Pick out and copy every line of the data below that contains the string "hand". Case matters.

++++ DATA ROWS ++++

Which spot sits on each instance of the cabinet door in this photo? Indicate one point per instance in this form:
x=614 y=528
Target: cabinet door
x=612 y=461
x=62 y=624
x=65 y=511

++++
++++ DATA ROWS ++++

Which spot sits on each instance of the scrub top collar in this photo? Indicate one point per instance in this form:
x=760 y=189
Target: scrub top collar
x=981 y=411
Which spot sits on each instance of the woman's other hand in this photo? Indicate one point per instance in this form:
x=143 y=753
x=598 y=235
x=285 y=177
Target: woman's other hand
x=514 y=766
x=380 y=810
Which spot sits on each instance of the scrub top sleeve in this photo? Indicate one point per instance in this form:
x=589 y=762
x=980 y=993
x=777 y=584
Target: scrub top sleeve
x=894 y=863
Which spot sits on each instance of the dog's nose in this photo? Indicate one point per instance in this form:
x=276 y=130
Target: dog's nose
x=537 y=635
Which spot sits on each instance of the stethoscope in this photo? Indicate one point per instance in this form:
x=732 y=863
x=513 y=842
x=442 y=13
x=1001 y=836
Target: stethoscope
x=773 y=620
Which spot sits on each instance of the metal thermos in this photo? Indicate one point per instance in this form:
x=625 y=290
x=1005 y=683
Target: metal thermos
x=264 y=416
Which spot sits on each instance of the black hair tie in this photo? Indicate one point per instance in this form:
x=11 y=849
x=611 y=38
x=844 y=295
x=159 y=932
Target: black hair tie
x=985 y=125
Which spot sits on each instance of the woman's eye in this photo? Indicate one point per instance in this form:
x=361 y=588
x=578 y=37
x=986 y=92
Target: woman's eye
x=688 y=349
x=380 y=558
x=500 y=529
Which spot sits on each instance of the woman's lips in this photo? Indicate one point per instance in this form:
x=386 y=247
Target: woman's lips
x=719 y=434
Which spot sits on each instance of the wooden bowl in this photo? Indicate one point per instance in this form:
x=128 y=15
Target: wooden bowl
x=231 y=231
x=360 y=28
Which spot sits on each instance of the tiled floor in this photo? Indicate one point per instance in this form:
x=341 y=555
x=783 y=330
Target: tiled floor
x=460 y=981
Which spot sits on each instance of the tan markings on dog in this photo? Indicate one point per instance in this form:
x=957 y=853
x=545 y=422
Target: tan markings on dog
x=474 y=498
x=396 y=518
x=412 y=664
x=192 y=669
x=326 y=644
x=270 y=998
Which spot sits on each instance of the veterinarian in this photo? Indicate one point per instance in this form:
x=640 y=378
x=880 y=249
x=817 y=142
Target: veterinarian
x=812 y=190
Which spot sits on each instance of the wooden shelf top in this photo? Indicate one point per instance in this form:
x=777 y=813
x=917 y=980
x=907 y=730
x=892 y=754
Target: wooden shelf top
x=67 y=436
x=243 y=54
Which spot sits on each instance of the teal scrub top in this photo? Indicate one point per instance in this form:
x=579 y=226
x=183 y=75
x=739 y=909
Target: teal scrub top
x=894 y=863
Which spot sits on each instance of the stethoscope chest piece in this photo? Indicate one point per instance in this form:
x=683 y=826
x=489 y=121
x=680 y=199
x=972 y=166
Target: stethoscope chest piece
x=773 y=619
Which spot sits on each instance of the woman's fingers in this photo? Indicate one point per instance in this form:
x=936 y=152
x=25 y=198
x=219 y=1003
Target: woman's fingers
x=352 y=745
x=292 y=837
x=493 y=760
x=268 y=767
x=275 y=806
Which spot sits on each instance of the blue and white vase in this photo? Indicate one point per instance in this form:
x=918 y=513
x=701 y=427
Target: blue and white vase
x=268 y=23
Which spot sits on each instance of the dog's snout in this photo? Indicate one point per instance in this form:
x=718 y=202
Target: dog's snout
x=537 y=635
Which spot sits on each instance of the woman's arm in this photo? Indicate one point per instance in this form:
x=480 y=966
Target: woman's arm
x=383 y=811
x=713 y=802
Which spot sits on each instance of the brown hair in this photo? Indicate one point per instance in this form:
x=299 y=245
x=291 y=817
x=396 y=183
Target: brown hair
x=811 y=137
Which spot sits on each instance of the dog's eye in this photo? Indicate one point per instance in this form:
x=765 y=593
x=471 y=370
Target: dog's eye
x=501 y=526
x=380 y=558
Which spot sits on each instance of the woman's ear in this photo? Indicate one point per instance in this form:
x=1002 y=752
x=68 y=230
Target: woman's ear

++++

• _REPLY TO THE EXERCISE_
Which spot sits on each instance of the woman's other hand in this photo? Indicate one point per instance in this form:
Target: woman's other hand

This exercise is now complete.